◆ Written exercise ◆
Write out exactly the lines from the one containing "Return one point per instance of the toilet paper" through the last line of the records below, including both.

====== Provided data ======

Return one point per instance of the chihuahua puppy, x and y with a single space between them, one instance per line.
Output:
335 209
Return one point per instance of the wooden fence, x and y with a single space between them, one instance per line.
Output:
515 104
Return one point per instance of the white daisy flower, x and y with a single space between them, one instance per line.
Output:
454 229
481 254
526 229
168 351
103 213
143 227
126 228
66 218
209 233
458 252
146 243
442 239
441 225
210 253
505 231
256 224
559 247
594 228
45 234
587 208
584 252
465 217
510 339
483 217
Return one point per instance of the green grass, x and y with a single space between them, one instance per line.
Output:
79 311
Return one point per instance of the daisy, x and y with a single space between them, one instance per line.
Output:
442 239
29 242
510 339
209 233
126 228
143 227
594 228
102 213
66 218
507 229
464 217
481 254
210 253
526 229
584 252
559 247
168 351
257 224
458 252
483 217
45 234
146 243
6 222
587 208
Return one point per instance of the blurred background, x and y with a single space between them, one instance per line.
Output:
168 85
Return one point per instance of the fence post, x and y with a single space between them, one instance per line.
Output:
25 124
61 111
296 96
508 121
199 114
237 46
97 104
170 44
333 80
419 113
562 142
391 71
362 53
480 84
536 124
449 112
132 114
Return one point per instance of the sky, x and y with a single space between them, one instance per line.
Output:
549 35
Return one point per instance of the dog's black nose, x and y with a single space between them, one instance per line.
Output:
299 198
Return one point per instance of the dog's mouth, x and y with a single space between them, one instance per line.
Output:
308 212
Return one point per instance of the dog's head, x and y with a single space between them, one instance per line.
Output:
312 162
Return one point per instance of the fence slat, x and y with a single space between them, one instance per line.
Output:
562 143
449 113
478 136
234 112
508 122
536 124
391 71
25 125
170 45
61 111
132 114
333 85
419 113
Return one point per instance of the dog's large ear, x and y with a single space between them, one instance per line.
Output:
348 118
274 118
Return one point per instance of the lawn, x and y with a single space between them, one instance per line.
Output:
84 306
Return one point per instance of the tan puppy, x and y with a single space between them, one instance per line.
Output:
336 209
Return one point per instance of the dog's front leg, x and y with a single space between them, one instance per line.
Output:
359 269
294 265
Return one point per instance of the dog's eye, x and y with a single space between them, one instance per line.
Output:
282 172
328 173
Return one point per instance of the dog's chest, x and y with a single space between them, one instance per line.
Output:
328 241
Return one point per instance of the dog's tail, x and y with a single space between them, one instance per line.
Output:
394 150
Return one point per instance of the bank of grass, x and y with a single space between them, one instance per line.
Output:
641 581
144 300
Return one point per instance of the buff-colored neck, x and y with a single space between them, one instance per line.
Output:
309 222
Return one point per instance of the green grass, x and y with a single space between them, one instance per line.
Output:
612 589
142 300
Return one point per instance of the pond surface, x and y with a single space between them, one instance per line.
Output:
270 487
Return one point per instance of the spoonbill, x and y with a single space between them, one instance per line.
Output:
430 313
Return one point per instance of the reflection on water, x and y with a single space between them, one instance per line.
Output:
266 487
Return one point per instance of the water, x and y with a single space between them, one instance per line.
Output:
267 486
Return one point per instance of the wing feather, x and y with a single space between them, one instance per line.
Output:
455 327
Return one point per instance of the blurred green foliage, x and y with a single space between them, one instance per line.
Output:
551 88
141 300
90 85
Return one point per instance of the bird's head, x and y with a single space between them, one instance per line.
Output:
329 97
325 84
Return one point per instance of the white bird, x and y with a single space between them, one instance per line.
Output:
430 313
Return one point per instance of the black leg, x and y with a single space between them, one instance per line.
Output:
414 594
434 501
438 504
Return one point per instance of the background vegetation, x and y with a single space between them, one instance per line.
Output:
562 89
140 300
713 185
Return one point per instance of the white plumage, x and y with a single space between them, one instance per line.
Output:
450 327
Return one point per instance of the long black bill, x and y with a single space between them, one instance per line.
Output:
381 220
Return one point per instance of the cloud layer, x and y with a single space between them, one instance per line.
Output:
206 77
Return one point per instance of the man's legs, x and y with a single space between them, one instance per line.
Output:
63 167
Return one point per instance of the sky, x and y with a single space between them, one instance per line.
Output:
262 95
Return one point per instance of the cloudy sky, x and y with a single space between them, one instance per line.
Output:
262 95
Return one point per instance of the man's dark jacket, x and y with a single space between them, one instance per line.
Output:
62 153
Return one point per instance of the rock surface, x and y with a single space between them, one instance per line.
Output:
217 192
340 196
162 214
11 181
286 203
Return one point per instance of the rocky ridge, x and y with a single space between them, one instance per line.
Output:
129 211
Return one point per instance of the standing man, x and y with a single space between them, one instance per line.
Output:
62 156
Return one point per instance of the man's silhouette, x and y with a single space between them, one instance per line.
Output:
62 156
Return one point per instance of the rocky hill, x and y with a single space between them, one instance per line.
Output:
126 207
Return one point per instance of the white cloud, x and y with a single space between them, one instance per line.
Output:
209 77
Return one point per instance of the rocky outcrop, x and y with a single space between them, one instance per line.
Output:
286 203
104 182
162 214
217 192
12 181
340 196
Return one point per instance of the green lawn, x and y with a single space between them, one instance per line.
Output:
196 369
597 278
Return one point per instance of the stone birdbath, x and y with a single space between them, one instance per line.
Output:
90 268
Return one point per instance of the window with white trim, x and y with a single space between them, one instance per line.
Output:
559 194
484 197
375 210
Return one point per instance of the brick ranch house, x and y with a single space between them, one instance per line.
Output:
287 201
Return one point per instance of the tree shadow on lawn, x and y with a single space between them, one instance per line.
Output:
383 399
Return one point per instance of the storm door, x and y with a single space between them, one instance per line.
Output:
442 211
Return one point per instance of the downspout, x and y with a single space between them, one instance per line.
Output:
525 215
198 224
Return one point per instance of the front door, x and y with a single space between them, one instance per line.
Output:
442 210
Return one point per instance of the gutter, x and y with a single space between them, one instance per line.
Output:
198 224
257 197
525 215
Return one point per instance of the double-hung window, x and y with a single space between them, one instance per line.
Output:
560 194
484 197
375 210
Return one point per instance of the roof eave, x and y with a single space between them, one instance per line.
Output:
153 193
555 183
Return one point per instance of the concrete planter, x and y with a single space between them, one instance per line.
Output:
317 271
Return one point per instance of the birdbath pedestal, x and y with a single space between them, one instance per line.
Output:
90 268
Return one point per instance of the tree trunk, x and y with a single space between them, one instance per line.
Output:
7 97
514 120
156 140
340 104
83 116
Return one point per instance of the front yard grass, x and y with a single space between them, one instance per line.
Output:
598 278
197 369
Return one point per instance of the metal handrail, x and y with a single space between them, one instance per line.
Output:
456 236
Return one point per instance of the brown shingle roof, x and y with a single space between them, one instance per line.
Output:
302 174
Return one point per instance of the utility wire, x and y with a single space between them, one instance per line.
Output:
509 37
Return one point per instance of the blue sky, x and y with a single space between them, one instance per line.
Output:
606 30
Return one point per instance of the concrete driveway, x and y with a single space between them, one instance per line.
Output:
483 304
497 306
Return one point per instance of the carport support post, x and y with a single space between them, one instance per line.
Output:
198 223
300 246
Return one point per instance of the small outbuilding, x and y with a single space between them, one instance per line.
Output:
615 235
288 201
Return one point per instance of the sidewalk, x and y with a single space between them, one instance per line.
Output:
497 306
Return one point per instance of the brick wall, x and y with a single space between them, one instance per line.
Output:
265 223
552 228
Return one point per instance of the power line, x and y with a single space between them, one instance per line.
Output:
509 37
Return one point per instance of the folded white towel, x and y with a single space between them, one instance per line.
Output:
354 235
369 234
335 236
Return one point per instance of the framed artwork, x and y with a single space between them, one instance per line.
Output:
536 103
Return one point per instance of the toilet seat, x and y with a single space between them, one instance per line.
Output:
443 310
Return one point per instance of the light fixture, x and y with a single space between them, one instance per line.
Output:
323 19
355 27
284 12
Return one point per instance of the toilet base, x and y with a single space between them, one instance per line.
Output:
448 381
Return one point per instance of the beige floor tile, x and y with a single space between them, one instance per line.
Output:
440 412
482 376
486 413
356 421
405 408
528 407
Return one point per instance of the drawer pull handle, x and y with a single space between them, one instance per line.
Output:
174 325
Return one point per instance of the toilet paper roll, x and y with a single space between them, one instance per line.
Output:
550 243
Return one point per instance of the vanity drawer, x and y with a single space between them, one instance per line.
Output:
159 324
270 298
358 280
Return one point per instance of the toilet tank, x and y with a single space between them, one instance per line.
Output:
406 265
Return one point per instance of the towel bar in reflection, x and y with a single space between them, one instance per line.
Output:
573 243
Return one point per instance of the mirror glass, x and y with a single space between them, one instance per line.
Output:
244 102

======

◆ Answer to this problem ◆
Return one point per instance of the toilet paper roll, x and y with a single space between them, one instance per line.
Output:
550 243
Return one point per instance of the vanity drawer, x and y with a single space between them, one instance per line.
Output:
159 324
270 298
358 280
Return one point per instance of the toilet tank, x and y with a single space between them, one instance per line.
Output:
406 265
Return one point per instance of the towel bar in reflection, x and y with a single space between them, one instance per line.
Output:
573 243
Return one point per instance of the mirror glass, x and y with a single space between them, one instance per line.
Output:
244 102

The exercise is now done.